--- EXERCISE PROMPT ---
Could you turn the lines below into a numbered list, from the line containing "If any kitesurfer exists" up to and including the line containing "left=220, top=279, right=393, bottom=425", leaving out any blank lines?

--- RECORDS PROVIDED ---

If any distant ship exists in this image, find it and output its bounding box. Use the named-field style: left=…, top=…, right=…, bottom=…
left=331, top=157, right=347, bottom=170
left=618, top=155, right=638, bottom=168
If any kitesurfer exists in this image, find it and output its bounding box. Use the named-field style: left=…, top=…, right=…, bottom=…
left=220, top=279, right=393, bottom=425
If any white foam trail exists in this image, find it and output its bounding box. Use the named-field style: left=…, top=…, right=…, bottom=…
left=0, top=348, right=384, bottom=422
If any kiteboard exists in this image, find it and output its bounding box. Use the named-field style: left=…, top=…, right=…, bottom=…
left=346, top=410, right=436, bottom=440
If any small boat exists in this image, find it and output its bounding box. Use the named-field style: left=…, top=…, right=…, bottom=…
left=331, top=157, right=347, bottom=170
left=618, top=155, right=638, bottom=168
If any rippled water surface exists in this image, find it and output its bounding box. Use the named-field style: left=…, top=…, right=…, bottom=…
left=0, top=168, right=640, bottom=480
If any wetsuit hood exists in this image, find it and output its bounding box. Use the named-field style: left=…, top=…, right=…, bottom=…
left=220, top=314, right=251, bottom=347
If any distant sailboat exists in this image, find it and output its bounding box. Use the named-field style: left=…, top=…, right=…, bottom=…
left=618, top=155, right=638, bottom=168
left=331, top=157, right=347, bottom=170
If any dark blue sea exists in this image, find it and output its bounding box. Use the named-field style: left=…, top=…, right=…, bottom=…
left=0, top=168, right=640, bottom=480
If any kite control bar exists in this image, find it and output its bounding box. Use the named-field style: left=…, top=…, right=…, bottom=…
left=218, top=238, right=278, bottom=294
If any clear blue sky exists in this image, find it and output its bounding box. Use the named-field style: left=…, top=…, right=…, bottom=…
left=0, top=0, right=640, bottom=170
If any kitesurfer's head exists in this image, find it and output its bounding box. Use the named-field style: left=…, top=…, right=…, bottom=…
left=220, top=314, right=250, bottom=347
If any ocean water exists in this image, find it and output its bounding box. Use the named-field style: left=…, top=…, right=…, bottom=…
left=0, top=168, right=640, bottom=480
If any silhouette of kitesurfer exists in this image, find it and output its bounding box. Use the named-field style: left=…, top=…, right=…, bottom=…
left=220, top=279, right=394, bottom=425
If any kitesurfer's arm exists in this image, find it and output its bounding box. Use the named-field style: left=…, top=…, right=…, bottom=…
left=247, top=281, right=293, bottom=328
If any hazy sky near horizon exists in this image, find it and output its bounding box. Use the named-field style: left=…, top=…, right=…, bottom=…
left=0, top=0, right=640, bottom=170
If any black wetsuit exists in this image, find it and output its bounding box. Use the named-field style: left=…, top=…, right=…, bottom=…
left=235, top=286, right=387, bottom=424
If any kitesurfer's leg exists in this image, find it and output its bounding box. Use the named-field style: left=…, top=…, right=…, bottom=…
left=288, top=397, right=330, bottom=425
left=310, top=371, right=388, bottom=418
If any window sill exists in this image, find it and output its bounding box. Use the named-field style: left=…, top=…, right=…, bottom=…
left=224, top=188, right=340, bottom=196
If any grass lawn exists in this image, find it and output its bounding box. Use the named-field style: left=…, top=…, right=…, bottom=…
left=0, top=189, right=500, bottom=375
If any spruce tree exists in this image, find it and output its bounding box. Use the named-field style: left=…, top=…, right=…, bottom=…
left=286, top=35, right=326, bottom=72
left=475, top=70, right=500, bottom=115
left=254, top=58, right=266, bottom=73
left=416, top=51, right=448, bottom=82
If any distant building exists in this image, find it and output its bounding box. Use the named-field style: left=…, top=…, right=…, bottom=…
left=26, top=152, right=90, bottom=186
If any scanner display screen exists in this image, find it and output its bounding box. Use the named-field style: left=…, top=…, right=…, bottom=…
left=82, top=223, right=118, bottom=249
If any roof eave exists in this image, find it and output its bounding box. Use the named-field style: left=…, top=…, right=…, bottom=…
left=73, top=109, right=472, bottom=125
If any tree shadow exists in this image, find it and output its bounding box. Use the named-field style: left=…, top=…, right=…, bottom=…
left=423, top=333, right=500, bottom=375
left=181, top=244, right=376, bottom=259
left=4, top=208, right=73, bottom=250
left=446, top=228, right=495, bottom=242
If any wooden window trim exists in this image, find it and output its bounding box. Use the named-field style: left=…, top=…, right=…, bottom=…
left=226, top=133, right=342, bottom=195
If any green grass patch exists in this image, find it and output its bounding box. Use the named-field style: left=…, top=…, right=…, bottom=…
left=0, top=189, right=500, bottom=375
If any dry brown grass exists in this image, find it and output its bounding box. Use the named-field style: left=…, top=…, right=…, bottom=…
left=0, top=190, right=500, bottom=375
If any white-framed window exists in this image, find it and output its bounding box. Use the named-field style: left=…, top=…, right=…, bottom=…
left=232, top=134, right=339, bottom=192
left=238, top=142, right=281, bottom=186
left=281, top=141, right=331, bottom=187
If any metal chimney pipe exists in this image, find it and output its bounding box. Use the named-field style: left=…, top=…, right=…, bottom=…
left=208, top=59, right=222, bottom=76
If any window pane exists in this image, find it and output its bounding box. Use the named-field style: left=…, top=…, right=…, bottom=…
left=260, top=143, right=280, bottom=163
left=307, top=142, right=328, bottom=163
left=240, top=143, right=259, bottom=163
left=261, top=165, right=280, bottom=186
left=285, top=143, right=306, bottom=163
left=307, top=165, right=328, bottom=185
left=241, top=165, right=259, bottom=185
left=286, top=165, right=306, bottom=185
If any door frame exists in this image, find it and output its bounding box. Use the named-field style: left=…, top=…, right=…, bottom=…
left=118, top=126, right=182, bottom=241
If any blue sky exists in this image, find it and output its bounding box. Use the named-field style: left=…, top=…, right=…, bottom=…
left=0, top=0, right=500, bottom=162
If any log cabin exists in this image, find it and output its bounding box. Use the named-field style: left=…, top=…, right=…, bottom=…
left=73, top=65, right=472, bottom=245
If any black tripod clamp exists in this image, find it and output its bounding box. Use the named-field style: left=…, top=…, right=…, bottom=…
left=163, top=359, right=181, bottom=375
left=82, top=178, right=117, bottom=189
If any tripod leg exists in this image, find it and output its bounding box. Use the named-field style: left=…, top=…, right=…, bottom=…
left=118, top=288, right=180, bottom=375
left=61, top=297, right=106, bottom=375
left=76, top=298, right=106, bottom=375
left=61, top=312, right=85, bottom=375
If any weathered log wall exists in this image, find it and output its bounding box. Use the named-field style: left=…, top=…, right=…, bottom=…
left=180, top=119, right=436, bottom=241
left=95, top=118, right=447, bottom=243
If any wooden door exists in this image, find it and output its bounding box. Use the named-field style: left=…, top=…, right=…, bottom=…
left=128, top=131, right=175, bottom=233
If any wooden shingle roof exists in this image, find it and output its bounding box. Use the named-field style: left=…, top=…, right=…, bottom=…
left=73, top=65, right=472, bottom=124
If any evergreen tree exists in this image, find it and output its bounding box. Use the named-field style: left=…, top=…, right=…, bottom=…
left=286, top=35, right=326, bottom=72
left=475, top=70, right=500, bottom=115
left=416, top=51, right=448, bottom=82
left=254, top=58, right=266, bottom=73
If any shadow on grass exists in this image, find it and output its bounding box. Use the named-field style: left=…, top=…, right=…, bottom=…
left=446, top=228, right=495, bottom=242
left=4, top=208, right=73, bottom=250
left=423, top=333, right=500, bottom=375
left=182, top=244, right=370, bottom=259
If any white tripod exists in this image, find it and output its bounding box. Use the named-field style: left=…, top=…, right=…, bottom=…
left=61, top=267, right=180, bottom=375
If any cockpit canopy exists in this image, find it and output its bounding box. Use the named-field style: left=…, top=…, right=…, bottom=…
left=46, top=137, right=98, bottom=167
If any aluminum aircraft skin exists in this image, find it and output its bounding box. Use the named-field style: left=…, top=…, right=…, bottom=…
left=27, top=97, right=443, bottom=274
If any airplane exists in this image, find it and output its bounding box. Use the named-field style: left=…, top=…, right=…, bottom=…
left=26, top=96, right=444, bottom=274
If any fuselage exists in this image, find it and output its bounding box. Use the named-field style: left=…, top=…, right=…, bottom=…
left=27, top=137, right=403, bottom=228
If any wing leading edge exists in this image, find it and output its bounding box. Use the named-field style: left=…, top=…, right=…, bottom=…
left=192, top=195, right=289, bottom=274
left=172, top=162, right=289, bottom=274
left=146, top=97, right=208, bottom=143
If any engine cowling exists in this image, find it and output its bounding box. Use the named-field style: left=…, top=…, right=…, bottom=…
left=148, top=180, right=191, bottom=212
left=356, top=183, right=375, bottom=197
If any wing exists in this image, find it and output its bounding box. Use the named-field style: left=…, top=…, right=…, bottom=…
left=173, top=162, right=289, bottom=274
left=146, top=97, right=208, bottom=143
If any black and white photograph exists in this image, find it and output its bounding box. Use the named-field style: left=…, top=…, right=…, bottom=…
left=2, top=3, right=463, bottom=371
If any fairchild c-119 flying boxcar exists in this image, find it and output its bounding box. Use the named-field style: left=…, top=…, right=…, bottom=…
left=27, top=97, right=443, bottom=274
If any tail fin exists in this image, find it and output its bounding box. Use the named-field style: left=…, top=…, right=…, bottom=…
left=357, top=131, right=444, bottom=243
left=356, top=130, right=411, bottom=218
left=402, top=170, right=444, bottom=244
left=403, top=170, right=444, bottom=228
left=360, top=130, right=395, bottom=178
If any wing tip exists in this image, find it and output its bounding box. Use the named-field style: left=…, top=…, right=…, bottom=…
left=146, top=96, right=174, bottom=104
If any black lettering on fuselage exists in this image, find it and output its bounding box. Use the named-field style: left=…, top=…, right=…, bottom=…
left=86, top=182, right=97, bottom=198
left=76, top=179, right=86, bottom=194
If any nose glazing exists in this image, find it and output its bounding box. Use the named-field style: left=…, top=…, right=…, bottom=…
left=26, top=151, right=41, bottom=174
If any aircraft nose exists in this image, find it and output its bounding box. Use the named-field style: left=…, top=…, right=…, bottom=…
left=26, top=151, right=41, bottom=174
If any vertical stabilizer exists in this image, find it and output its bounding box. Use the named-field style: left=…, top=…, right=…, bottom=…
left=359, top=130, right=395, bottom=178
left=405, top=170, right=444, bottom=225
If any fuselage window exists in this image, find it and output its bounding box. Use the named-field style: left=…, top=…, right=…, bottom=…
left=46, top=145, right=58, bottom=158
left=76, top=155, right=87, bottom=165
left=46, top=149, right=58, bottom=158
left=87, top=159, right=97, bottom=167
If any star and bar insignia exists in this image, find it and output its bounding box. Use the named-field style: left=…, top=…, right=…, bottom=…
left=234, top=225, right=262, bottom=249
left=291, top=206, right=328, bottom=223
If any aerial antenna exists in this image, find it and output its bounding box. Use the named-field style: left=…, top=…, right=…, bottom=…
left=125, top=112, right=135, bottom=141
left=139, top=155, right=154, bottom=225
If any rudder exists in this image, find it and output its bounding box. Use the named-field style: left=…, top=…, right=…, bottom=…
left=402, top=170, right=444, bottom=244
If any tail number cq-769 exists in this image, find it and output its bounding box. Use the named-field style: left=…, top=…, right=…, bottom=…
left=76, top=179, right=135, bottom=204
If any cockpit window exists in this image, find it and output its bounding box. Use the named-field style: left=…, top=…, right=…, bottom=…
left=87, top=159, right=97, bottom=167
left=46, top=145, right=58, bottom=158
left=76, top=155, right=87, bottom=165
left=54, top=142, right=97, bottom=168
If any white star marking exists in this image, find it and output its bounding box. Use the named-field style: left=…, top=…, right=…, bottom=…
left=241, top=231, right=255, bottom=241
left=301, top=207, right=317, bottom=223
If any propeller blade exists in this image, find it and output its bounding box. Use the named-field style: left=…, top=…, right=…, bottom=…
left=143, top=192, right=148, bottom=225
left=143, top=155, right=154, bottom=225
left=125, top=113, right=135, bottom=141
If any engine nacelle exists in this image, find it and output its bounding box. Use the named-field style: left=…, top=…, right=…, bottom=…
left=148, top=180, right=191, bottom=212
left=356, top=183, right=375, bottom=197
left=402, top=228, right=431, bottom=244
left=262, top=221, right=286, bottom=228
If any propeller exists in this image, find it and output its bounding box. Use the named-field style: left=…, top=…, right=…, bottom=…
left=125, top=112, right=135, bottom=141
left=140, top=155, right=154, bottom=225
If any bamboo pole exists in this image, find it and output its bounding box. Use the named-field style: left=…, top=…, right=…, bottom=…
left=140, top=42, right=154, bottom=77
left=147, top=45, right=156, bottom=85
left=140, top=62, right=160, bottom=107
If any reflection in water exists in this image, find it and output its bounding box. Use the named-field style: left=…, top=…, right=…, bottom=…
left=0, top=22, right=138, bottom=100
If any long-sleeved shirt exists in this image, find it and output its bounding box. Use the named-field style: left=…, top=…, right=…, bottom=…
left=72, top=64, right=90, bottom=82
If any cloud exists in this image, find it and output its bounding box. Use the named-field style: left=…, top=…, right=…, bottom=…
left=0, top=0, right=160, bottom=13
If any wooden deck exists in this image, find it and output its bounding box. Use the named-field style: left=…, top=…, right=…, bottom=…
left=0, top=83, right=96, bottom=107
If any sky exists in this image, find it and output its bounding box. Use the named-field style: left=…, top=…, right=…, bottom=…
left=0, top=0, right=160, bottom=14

--- ANSWER ---
1. If any kitesurfer exists in this image, find it and output its bounding box. Use the named-field style: left=…, top=…, right=…, bottom=…
2. left=220, top=279, right=393, bottom=425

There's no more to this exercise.